WORK REQUIRED
A word-for-word retyping of the listing below is required, with the pictures dropped.

* * * *

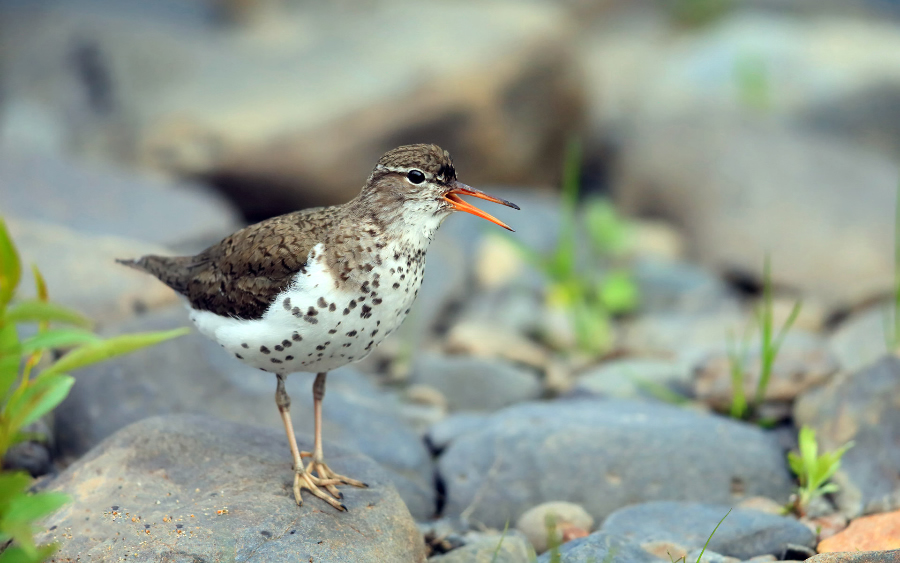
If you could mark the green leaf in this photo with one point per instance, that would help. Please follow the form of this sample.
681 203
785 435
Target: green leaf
41 395
106 349
618 292
35 310
33 507
16 554
10 267
58 338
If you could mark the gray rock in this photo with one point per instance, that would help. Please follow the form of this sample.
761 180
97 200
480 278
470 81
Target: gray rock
705 173
678 286
604 455
860 341
441 434
632 378
81 271
193 375
510 547
476 384
600 547
100 201
261 111
193 488
743 534
860 406
803 361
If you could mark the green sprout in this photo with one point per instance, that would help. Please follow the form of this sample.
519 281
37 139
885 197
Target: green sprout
590 293
770 345
709 539
813 471
25 396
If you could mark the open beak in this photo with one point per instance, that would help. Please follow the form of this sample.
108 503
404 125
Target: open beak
458 204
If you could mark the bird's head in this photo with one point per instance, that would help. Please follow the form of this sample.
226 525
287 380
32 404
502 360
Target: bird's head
418 183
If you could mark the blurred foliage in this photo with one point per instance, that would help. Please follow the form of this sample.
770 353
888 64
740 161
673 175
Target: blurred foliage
25 397
770 344
591 293
698 13
813 471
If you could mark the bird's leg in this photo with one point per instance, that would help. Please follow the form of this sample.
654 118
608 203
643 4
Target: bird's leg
302 478
318 458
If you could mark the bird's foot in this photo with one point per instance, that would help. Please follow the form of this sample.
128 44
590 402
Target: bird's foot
303 480
328 478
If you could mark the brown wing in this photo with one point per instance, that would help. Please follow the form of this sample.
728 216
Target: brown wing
241 276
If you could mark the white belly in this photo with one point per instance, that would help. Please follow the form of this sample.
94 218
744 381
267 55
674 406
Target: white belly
314 327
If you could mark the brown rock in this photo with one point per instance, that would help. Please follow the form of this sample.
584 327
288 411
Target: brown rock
878 532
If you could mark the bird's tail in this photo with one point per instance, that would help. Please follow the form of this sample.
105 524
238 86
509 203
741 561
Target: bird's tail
172 271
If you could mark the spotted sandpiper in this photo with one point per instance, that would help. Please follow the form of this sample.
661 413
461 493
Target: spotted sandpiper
317 289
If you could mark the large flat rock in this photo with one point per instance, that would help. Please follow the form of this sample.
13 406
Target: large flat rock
605 454
191 488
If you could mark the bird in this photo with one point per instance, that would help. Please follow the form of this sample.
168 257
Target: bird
316 289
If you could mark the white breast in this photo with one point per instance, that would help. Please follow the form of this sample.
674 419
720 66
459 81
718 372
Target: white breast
313 326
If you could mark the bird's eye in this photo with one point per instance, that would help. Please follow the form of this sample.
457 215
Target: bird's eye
415 176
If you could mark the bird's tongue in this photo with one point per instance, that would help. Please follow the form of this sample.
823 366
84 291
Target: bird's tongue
460 205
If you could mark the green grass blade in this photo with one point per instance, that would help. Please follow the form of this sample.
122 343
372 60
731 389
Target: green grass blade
106 349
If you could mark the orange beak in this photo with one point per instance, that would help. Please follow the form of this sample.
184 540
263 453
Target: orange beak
452 197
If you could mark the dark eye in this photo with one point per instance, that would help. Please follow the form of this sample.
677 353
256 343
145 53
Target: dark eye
415 176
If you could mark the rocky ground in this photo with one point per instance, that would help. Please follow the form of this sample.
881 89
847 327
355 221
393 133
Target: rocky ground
479 417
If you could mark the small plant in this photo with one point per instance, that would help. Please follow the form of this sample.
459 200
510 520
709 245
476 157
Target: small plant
813 471
590 295
769 346
26 397
709 539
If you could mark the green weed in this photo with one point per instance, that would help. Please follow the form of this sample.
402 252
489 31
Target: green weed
813 471
770 344
590 293
25 396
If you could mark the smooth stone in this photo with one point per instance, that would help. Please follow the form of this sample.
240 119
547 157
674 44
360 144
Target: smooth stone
875 532
599 547
295 111
804 361
704 171
202 489
633 378
667 285
891 556
563 520
103 201
509 547
194 375
584 451
743 533
442 433
860 406
476 384
81 271
860 340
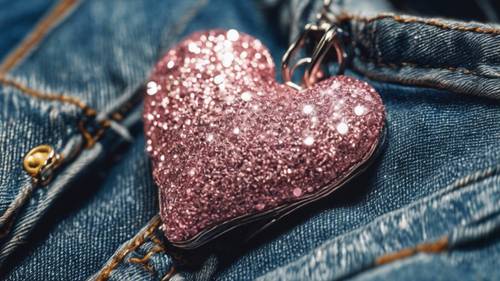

* * * *

EXPECTED ANSWER
If you could mark the green leaf in this photo with one point per instance, that would help. Please follow the form of this sample.
681 203
785 435
Target: green leaf
41 395
106 349
618 292
35 310
33 507
16 554
10 267
58 338
If you could mark the gray rock in this photo with one point per instance, that would help. Please follow the form of this sample.
761 180
97 200
480 278
470 81
Target: gray rock
705 173
678 286
604 455
860 341
441 434
632 378
81 271
193 375
510 547
476 384
600 547
100 201
261 111
193 488
743 534
860 406
803 361
If you could mark the green sprout in this photo with one point per instance, that would help. Please follow the form of this sample.
519 281
37 139
885 197
Target: green sprout
590 293
770 345
709 539
813 471
25 396
If you could mark the open beak in this photo with one point per instance, that would help. Please follow the form of this sample.
108 503
404 125
Target: open beak
458 204
If you could mark the bird's head in this photo with one point per instance, that would help. Please follow the form of this sample.
226 525
287 380
32 404
502 360
Target: bird's head
418 183
If you could mark the blurred foliage in this photo with one point per instance, that would help. Please follow the form of this sample.
770 353
888 64
740 161
673 175
Target: blurred foliage
25 397
770 344
591 293
698 13
813 471
If you could mark the bird's leg in this photo with one point per instance, that would help. Please follow the form of this sample.
654 118
608 203
643 4
Target: bird's leg
302 478
318 458
If you could mark the bird's foot in this photo with one point per instance, that would help. Please follow the form of this sample.
128 44
590 402
Target: bird's foot
303 480
328 478
If you could mark the brown wing in this photo with one point per instance, that would help. Please follow the form of this sample.
728 216
Target: brown wing
241 276
If you could mark the white belly in this photo with one point per instance, that would help. Please follow the form of this sample.
94 218
744 381
267 55
674 406
Target: white belly
314 327
If you could mark the brown rock in this photo with one point per instance, that would help. Please follow the form of this sample.
584 327
288 411
Target: brown rock
878 532
If you could mark the bird's tail in this photo with one point per instance, that would help. Please follow the form of this sample.
105 524
238 86
509 203
741 561
Target: bird's tail
172 271
If you could mark the spotted sandpiper in this photo with one point per instance, that would help. Please follow the form of this sample.
661 413
461 493
Target: spotted sandpiper
317 289
If you could mark the large flat rock in this photo with one point per instance, that would help. Please follow the form of this sample.
13 406
Target: large flat rock
605 454
191 488
If you could mark the bird in this photo with one point per instance, that would help. Please follow the form of this sample.
168 257
Target: bird
316 289
If you could mark the white breast in this photo with one point per instance, that would help. Please follow the form of this sample.
674 419
720 66
459 81
718 372
Target: white breast
313 326
If you could mark the bird's eye in this photo with one point per instance, that would help. Please follow the form of this sample.
457 215
Target: bird's eye
415 176
If you could mark the bird's tongue in this photo with one point per instance, that would help. Please follow the form of this sample.
823 366
84 291
Target: bird's tongue
460 205
If you could mark the green grass blade in this photo with one point per instance, that would help. Please follow the form of this sample.
122 343
372 60
731 389
Target: green grass blade
106 349
If you could mark the orange beak in this photo with one point per instance, that would help. Please follow the form of this sample.
184 540
263 453
Target: orange beak
452 197
If you could mark the dark eye in this photo with one point per instance, that would help. Please follow the form of this sample.
677 353
256 343
145 53
Target: dark eye
415 176
If you could mark the rocky ground in this photo with one point per instance, that would help. Please follow the form of this sample.
881 89
847 327
355 221
393 133
Target: rocky ground
479 417
If you could mark the small plant in this photo with one point per instance, that would help. Please follow the form of this sample.
459 200
510 520
709 245
476 157
Target: small plant
813 471
590 295
769 346
26 397
709 539
If you could mark the green weed in this photo with one point per instance, that would help. Please follow the form of this sample.
402 252
489 31
Target: green weed
813 471
770 344
590 293
25 396
If you could mark the smooth stone in this photo with one point per instance, that would help. Please follow the form of this sample.
240 119
547 157
674 44
360 144
Target: smooth stone
875 532
599 547
295 111
804 361
704 171
202 489
633 378
667 285
891 556
563 520
103 201
509 547
194 375
584 451
743 533
442 433
860 406
476 384
81 271
860 340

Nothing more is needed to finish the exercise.